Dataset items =
--------------------------------------------------

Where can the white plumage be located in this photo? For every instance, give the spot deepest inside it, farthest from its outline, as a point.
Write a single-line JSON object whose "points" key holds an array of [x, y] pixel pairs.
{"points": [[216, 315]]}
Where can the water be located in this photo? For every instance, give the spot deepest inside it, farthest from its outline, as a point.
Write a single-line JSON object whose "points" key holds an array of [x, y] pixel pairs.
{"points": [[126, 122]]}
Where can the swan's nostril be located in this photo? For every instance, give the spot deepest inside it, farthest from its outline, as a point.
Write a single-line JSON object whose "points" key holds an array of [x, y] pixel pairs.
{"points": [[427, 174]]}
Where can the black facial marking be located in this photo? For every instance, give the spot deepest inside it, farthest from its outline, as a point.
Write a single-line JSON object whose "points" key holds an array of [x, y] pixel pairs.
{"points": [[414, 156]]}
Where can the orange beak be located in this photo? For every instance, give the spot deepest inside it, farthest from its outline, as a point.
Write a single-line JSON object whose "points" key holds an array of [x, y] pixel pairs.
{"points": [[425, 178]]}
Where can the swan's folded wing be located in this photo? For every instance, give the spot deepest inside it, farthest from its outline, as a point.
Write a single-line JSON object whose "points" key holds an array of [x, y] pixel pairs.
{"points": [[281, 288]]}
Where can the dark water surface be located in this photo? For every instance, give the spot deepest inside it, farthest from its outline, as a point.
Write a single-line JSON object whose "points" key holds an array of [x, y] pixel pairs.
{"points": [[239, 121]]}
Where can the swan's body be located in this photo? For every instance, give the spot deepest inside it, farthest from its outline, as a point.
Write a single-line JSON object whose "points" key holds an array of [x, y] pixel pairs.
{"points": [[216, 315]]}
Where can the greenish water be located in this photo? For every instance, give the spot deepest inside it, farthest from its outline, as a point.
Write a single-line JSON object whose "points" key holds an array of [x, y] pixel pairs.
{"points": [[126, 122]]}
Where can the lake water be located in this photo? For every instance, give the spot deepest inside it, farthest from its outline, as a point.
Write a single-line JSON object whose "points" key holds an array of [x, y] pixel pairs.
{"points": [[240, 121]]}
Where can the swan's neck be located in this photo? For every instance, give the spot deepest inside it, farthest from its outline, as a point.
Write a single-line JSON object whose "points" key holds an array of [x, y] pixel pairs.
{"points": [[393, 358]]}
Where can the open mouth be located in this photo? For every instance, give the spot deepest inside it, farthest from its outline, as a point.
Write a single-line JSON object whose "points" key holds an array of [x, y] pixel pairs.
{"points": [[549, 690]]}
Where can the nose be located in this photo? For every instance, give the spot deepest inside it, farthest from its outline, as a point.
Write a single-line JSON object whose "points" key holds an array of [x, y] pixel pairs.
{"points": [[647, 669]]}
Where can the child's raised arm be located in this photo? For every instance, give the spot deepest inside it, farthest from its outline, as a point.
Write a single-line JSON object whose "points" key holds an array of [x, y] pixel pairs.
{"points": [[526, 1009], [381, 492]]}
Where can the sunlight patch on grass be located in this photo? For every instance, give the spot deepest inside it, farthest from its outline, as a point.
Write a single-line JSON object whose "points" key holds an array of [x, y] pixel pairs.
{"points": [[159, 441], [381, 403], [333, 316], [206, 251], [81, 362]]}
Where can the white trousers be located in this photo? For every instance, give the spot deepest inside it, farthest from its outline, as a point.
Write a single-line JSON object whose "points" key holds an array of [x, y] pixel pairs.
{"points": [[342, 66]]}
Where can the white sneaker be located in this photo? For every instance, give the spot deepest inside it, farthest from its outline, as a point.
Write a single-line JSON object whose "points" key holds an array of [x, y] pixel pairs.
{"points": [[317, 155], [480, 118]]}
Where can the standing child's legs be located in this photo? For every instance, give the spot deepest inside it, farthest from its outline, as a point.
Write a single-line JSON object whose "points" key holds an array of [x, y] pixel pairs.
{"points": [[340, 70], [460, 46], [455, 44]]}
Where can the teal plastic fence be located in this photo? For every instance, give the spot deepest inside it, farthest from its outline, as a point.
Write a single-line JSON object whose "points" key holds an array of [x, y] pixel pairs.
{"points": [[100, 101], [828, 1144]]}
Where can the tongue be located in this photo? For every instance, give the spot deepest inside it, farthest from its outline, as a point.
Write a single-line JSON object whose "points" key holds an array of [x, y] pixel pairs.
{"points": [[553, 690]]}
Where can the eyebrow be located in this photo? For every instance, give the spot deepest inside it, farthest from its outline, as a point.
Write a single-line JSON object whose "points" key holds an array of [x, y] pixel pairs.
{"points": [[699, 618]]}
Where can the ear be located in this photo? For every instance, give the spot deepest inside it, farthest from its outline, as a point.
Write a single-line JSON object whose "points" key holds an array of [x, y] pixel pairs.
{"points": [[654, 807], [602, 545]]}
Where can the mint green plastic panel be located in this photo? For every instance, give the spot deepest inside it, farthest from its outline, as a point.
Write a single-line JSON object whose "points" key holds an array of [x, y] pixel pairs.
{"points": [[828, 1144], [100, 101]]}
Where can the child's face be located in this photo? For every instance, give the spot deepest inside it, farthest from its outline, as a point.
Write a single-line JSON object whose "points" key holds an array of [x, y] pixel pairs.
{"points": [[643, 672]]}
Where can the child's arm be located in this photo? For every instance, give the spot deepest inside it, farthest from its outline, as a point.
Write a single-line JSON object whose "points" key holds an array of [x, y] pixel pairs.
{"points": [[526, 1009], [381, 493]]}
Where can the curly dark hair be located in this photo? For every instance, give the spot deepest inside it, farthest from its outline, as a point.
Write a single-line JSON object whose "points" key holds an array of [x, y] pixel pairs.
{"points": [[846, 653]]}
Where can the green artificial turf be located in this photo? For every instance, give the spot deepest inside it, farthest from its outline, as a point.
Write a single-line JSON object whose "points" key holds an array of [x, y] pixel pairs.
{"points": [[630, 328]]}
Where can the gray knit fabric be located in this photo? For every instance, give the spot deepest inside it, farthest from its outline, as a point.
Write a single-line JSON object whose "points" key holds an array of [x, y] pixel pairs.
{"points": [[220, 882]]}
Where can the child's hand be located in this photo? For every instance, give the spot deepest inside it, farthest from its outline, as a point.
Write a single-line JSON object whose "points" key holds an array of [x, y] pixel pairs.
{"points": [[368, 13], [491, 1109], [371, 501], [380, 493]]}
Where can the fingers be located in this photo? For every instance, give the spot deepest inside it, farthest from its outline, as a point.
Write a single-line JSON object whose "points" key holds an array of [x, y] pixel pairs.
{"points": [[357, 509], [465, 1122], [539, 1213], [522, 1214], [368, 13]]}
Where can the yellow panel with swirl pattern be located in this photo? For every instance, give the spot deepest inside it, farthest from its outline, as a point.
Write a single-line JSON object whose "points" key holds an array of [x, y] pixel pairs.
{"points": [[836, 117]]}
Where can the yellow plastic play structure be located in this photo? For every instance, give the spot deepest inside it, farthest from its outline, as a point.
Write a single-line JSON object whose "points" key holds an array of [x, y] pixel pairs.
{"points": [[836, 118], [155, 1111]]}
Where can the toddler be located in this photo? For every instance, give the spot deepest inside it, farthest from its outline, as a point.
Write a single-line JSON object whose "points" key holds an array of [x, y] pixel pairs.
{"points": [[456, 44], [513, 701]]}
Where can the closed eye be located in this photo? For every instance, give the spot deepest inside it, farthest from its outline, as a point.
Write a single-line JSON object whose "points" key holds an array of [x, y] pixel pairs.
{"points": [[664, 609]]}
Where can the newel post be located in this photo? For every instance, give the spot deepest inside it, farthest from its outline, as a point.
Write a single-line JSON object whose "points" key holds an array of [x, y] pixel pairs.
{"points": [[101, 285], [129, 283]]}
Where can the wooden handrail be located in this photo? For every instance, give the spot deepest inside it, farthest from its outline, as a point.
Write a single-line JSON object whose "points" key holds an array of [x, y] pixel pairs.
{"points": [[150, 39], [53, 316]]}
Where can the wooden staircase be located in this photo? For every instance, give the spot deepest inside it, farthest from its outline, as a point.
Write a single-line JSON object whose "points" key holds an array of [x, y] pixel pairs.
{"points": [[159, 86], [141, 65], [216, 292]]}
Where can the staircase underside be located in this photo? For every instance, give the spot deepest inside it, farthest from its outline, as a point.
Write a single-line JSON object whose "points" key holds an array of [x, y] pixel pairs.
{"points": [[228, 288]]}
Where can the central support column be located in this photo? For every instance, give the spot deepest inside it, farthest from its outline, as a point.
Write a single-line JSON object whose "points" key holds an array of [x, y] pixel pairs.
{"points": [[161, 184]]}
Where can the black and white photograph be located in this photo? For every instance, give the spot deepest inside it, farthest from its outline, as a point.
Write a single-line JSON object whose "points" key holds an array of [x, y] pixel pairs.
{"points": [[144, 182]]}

--------------------------------------------------

What to work on = Looking at the entries, state how many lines hold the string "yellow", with the number as the sole reply.

Answer space = 2